Please count the lines in the material below that contain the string "safety" and reply with the number alone.

(Location identification items)
>>
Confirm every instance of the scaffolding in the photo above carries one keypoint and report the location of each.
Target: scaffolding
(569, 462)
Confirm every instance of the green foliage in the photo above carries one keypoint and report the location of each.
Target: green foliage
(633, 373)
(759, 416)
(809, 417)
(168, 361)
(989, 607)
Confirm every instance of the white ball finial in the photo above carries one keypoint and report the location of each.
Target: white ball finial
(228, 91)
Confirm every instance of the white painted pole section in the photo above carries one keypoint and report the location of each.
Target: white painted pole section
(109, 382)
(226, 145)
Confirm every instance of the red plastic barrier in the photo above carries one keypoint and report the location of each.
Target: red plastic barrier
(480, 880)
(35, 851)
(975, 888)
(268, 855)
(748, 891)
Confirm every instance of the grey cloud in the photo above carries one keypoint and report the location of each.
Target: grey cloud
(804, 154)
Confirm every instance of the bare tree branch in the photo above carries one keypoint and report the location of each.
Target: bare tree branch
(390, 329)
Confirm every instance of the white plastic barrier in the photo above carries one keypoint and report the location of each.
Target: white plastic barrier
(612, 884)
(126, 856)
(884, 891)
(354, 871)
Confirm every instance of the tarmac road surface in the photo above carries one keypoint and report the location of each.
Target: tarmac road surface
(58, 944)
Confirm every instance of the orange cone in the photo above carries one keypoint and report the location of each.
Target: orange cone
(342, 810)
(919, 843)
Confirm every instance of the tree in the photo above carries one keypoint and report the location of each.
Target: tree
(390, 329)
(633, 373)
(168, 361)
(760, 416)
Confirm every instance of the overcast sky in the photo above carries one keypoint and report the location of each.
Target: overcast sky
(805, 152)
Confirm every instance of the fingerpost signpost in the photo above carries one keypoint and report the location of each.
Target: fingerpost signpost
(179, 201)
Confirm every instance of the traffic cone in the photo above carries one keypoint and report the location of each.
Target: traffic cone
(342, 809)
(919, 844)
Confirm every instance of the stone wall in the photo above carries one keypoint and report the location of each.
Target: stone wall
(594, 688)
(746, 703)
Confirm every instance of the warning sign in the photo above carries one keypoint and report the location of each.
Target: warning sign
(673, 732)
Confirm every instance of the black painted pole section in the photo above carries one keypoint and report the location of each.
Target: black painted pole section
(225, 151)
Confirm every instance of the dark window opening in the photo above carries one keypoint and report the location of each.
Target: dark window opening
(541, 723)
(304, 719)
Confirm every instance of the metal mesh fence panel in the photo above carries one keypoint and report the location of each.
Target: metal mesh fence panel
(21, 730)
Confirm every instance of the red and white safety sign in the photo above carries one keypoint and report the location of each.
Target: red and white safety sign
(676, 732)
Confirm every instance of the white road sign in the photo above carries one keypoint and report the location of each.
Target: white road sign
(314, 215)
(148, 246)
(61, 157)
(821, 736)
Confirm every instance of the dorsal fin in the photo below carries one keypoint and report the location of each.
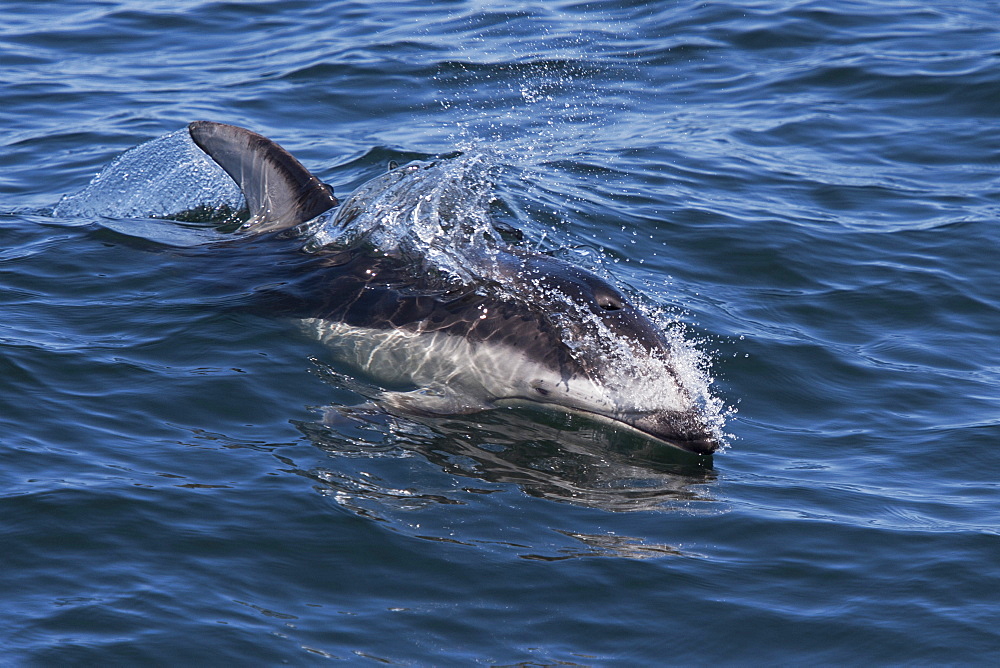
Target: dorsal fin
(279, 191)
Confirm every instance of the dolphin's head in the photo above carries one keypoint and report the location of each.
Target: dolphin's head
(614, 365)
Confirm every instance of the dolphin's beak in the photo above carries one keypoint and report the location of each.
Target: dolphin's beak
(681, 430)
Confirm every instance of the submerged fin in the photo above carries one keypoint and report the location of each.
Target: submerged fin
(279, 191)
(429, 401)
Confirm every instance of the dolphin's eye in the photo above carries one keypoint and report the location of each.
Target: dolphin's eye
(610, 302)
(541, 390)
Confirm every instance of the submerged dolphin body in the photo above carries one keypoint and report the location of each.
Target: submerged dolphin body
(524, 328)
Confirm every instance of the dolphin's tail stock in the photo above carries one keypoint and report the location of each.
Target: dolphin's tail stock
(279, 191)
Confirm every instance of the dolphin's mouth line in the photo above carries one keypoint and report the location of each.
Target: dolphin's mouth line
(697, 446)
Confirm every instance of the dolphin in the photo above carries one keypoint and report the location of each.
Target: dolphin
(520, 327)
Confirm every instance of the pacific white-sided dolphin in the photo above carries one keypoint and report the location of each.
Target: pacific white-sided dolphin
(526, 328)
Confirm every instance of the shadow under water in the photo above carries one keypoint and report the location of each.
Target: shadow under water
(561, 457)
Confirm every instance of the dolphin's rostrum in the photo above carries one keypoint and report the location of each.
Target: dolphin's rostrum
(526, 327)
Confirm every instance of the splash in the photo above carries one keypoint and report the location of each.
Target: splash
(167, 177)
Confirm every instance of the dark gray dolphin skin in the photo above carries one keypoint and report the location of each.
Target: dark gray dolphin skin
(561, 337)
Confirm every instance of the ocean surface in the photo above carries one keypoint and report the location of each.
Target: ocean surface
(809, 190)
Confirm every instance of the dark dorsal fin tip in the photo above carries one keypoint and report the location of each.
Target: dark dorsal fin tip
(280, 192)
<<
>>
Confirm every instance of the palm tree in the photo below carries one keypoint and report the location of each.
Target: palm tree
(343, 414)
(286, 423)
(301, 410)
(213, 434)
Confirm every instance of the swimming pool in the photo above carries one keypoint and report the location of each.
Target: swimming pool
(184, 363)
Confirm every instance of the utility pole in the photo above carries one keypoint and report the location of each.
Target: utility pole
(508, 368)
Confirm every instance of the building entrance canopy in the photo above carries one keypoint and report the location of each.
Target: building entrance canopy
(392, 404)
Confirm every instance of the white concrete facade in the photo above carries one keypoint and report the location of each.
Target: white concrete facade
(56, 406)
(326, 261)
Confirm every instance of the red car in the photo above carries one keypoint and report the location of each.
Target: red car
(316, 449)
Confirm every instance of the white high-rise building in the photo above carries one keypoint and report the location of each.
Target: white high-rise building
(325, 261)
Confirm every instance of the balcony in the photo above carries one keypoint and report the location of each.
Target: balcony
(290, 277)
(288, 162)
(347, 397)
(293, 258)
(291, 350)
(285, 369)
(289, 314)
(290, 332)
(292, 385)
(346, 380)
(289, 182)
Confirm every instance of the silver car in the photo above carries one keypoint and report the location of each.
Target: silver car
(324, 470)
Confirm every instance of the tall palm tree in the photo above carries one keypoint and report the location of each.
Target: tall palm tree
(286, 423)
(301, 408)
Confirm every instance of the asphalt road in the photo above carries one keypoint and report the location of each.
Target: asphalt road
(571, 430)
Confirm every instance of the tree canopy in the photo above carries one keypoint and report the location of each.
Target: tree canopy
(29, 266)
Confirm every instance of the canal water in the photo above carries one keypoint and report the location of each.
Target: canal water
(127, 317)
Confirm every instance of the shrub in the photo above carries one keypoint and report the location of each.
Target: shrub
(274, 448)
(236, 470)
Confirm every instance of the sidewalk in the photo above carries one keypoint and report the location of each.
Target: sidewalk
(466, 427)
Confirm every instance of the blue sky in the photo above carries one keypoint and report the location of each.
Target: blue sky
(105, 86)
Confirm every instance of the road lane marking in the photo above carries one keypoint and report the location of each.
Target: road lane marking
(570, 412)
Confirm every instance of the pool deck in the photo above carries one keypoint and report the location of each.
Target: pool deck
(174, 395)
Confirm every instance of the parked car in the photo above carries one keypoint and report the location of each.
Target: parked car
<<
* Written response: 2